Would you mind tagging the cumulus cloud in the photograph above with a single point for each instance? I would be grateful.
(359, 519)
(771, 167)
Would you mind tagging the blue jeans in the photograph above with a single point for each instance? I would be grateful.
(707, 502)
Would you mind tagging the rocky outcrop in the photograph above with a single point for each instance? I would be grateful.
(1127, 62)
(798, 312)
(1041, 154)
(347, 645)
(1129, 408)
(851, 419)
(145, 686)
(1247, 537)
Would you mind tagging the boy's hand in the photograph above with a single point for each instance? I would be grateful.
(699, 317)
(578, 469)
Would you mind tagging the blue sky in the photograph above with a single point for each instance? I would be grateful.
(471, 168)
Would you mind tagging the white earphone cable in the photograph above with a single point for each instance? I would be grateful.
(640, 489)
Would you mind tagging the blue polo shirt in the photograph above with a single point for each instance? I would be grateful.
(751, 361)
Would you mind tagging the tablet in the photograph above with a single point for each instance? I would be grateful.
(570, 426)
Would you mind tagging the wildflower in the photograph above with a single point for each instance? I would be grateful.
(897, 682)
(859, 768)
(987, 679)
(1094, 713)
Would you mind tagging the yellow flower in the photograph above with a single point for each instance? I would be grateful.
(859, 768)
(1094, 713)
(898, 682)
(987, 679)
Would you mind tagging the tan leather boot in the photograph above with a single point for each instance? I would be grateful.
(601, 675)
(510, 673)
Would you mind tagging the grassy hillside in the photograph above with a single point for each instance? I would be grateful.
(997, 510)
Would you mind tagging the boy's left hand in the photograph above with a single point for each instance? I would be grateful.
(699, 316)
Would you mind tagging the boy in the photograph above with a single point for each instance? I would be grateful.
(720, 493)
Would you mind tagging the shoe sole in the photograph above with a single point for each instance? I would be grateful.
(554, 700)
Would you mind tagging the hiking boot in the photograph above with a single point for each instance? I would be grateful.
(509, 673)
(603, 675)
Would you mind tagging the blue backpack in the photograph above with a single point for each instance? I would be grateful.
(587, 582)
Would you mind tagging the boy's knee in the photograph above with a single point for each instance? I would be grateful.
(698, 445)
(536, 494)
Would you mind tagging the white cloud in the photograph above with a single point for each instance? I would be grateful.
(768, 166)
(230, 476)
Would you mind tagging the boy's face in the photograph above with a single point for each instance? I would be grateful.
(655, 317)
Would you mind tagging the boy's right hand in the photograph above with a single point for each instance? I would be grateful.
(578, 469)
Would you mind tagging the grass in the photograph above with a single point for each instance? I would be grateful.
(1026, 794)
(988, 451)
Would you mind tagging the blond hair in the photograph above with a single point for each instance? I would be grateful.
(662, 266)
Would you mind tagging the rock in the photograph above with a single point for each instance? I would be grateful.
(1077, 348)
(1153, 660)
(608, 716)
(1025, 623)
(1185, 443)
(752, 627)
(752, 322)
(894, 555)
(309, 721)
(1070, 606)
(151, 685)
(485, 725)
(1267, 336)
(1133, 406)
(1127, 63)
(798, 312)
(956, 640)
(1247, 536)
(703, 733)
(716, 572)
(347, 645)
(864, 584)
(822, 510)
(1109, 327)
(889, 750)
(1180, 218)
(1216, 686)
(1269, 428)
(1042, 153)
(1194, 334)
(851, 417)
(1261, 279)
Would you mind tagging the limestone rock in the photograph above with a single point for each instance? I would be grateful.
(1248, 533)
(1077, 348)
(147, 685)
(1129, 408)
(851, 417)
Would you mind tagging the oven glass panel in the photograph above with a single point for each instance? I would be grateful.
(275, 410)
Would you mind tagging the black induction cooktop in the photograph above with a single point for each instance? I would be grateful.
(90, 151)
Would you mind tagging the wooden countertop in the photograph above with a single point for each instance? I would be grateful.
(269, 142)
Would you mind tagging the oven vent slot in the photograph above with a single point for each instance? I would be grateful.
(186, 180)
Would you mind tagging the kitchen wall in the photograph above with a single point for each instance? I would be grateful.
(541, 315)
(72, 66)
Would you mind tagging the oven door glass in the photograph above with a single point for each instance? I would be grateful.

☆ ☆ ☆ ☆

▸ **Exercise task**:
Restate the data above word for word.

▸ **Task output**:
Would you mind tagging the cumulus cloud in the photograph above with a single point for each instance? I would be grateful.
(359, 519)
(771, 167)
Would you mind tagging the blue jeans in the photograph above with a single point for each instance? I would be grateful.
(707, 502)
Would you mind tagging the rocky outcrop in the photograph above with a single point for each instance? I would be grateful.
(1127, 62)
(798, 312)
(1041, 154)
(347, 645)
(1129, 408)
(851, 419)
(145, 686)
(1247, 537)
Would you mind tagging the boy's hand in the photograph above with a single point for each instance? I would be grateful.
(699, 317)
(578, 469)
Would you mind tagging the blue sky in the photograph above with a single point for each instance? I would be grateful.
(471, 168)
Would you mind tagging the white earphone cable in the photograph above with a single point for each instance? I would be grateful.
(640, 489)
Would you mind tagging the blue polo shirt in the photograph above with a single point for each instance? I would be grateful.
(751, 361)
Would you mind tagging the tablet in the photograph above with a single point for each instance? I would be grateful.
(570, 426)
Would you mind tagging the wildflower in the photograph above with a single point for each instance? I would be grateful.
(897, 682)
(859, 768)
(987, 679)
(1094, 713)
Would you mind tagging the yellow flower in the photograph above with a single point for each instance? I would be grateful.
(859, 768)
(1094, 713)
(898, 682)
(987, 679)
Would you mind tagging the tan leather boot in the photograph above with a single point for each instance? I would be grateful.
(601, 675)
(510, 673)
Would you mind tagging the grassy hillside in the photograph above with a single point for each instance? I would be grateful.
(997, 510)
Would you mind tagging the boy's left hand in the photograph above with a single point for each instance? I would be grateful.
(699, 316)
Would you mind tagging the boy in the photograph above with a single point for each instance? I would be grateful.
(720, 493)
Would you mind tagging the shoe sole in the photograph above with a single point for each instance? I would be grateful.
(554, 700)
Would you mind tagging the hiking boot in the photograph above with a single point for each instance? I would be grateful.
(509, 673)
(603, 675)
Would you mind tagging the blue backpack in the photograph above with a single point for each instance? I would be grateful.
(587, 582)
Would you mind tagging the boy's knee in the photograph above with a single point for each instance? I would be grateful.
(698, 445)
(536, 494)
Would you mind tagging the white cloud in the photograph above with a single point for each instance? I would be grateful.
(768, 166)
(230, 476)
Would you mind tagging the boy's face in the photograph above with a single point for each instance? I would be grateful.
(655, 317)
Would you mind tagging the boy's right hand in the photograph above with a single point for each instance? I would be grateful.
(578, 469)
Would you mind tagging the grass in the photograph above with a single point for each instance? I would be grateful.
(1026, 794)
(988, 451)
Would you mind tagging the blond hair in the photograph above with a single point for each instance? I would be grateful.
(662, 266)
Would you mind tagging the rock in the photograph above with a single point for each instance? I would be grateful.
(1077, 348)
(1153, 660)
(608, 716)
(1025, 623)
(1185, 443)
(752, 627)
(752, 322)
(894, 555)
(309, 721)
(1070, 606)
(151, 685)
(485, 725)
(1267, 336)
(1133, 406)
(1127, 63)
(798, 312)
(956, 640)
(1247, 536)
(703, 733)
(716, 572)
(347, 645)
(864, 584)
(822, 510)
(1109, 327)
(889, 750)
(1180, 218)
(1216, 686)
(1269, 428)
(1042, 153)
(1194, 334)
(851, 417)
(1261, 279)
Would you mind tagging the limestone rock in the photograph above with a single point for each instance? I would be grateful.
(1248, 533)
(1077, 348)
(147, 685)
(1129, 408)
(851, 417)
Would you mind tagging the oven glass panel in the photograph above with a single point for each instance? I would be grateful.
(275, 410)
Would you mind tagging the black induction cooktop in the photograph above with a single point for each instance? I would be grateful.
(90, 151)
Would you mind tagging the wooden countertop in the photograph above with a single point for each instance? I would be grateful.
(269, 142)
Would you mind tagging the oven vent slot in the photograph above with a single point for each instance? I would be grateful.
(186, 180)
Would you mind tagging the kitchen wall in the photograph above with a single point for each instance? I would be grateful.
(541, 315)
(72, 66)
Would you mind tagging the oven door glass in the photograph above with a single point for each instance? I would be grateful.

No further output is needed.